__Objective__.
Copy the lines between the one holding "Point out every" and the one holding "(1170, 420)", inclusive, and reproduce them without any change.
======== Stored data
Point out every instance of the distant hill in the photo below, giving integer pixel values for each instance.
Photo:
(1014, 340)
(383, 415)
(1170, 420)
================
======== Stored data
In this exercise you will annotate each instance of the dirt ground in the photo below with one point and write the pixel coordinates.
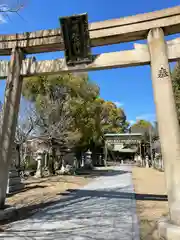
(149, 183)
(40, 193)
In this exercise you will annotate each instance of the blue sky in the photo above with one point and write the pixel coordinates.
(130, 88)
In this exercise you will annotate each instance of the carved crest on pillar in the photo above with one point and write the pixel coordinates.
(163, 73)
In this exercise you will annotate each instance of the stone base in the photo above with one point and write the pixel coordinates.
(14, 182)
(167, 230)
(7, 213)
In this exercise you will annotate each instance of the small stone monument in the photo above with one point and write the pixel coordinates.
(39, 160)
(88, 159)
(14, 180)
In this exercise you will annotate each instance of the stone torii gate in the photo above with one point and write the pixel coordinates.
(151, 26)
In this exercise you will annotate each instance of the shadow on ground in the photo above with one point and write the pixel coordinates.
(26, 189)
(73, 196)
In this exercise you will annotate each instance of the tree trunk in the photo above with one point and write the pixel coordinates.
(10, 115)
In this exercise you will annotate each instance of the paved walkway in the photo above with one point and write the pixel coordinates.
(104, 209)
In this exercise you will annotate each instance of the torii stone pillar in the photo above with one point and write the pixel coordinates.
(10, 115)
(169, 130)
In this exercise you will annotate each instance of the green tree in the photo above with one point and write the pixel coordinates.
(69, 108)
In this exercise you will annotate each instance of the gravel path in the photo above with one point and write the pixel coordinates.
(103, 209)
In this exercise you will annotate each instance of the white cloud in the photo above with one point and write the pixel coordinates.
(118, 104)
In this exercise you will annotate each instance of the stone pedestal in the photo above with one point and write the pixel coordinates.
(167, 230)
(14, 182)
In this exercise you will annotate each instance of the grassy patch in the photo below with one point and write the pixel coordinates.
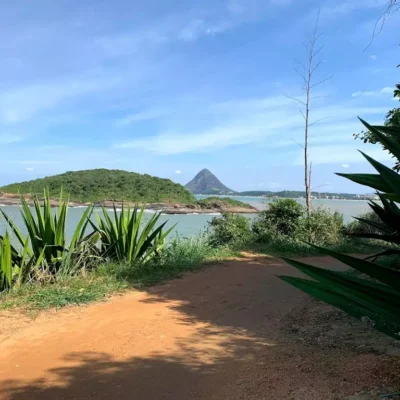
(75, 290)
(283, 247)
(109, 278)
================
__Result__.
Point out every instance of the distant hill in the photo below, giving integer pixel values for each instance.
Photo:
(1014, 340)
(383, 415)
(1170, 420)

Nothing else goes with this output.